### Provided records ###
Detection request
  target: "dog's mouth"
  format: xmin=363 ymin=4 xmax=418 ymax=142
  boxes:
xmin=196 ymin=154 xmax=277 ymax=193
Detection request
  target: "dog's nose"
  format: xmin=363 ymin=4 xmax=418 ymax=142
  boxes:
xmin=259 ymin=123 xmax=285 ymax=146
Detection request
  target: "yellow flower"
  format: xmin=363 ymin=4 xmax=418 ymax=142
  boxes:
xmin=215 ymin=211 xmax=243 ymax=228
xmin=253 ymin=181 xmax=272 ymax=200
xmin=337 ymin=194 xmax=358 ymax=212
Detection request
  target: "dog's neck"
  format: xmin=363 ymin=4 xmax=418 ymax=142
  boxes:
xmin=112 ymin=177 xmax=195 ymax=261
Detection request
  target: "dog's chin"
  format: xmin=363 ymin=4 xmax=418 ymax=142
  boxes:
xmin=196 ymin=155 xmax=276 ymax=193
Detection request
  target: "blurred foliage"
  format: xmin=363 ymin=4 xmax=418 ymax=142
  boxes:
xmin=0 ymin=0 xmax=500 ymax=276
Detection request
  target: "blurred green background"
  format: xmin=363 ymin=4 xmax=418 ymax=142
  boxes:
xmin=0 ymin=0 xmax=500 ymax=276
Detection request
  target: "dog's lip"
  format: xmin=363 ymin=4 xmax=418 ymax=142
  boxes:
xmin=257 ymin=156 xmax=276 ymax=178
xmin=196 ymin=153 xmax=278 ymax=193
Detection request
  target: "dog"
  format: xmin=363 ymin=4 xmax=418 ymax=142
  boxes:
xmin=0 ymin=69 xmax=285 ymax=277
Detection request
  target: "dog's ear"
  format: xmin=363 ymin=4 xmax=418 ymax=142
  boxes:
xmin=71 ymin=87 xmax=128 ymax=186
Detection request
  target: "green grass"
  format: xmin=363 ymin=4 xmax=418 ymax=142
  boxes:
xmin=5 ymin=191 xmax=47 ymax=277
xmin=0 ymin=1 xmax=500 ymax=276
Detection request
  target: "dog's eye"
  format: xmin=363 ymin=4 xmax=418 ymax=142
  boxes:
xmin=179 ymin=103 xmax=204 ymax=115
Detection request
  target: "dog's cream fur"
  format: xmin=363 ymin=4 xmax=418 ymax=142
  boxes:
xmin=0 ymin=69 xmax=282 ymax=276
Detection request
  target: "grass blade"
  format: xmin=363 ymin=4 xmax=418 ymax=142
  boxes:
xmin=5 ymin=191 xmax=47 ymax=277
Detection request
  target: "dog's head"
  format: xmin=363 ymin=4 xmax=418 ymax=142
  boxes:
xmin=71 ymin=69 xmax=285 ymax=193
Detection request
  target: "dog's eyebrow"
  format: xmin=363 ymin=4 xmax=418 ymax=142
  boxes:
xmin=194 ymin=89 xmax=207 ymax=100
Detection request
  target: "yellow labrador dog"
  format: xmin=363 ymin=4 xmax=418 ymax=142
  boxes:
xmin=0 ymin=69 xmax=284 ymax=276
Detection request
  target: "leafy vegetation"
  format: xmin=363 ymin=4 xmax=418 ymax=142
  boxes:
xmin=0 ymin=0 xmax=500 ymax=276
###
# What is expected
Turn every row above into a numbered list, leaving out any blank lines.

# Exercise output
1. Detection request
2.   target: "dog's mouth"
3.   format: xmin=363 ymin=4 xmax=418 ymax=142
4.   boxes:
5. xmin=196 ymin=154 xmax=277 ymax=193
6. Detection request
7.   target: "dog's nose"
8.   format: xmin=363 ymin=4 xmax=418 ymax=142
9.   boxes:
10. xmin=259 ymin=123 xmax=285 ymax=146
11. Detection request
12.   target: "yellow flower"
13.   format: xmin=363 ymin=4 xmax=418 ymax=142
14.   boxes:
15. xmin=215 ymin=211 xmax=243 ymax=228
16. xmin=253 ymin=181 xmax=272 ymax=200
17. xmin=337 ymin=194 xmax=358 ymax=212
18. Detection request
19.   target: "dog's neck"
20.   format: xmin=363 ymin=4 xmax=418 ymax=142
21.   boxes:
22. xmin=112 ymin=177 xmax=195 ymax=261
23. Detection request
24.   target: "dog's chin"
25.   format: xmin=363 ymin=4 xmax=418 ymax=142
26.   boxes:
27. xmin=196 ymin=155 xmax=276 ymax=193
28. Detection request
29.   target: "blurred foliage"
30.   format: xmin=363 ymin=4 xmax=418 ymax=142
31.   boxes:
32. xmin=0 ymin=0 xmax=500 ymax=276
33. Detection request
34.   target: "blurred green background"
35.   format: xmin=363 ymin=4 xmax=418 ymax=142
36.   boxes:
37. xmin=0 ymin=0 xmax=500 ymax=276
38. Detection request
39.   target: "dog's lip"
40.   format: xmin=363 ymin=4 xmax=418 ymax=142
41.   boxes:
42. xmin=257 ymin=156 xmax=276 ymax=178
43. xmin=196 ymin=153 xmax=278 ymax=193
44. Detection request
45.   target: "dog"
46.   format: xmin=363 ymin=4 xmax=418 ymax=142
47.   boxes:
48. xmin=0 ymin=69 xmax=285 ymax=277
49. Detection request
50.   target: "dog's ear"
51.   format: xmin=363 ymin=4 xmax=418 ymax=142
52.   boxes:
53. xmin=71 ymin=87 xmax=128 ymax=186
54. Detection request
55.   target: "green grass"
56.   format: xmin=363 ymin=4 xmax=418 ymax=142
57.   boxes:
58. xmin=5 ymin=191 xmax=47 ymax=277
59. xmin=0 ymin=1 xmax=500 ymax=276
60. Detection request
61.   target: "dog's eye"
62.   format: xmin=363 ymin=4 xmax=418 ymax=142
63.   boxes:
64. xmin=179 ymin=103 xmax=204 ymax=115
65. Detection request
66.   target: "dog's cream fur"
67.   format: xmin=363 ymin=4 xmax=418 ymax=142
68.   boxes:
69. xmin=0 ymin=69 xmax=282 ymax=276
70. Detection request
71.   target: "grass blade"
72.   format: xmin=363 ymin=4 xmax=418 ymax=142
73.   boxes:
74. xmin=5 ymin=191 xmax=47 ymax=277
75. Detection request
76.   target: "dog's head"
77.   format: xmin=363 ymin=4 xmax=418 ymax=142
78.   boxes:
79. xmin=71 ymin=69 xmax=285 ymax=193
80. Detection request
81.   target: "dog's eyebrow"
82.   format: xmin=363 ymin=4 xmax=418 ymax=142
83.   boxes:
84. xmin=194 ymin=89 xmax=207 ymax=100
85. Detection request
86.   target: "yellow labrador dog"
87.   format: xmin=363 ymin=4 xmax=418 ymax=142
88.   boxes:
89. xmin=0 ymin=69 xmax=284 ymax=276
90. Detection request
91.   target: "leafy vegetation"
92.   format: xmin=363 ymin=4 xmax=418 ymax=142
93.   boxes:
94. xmin=0 ymin=0 xmax=500 ymax=276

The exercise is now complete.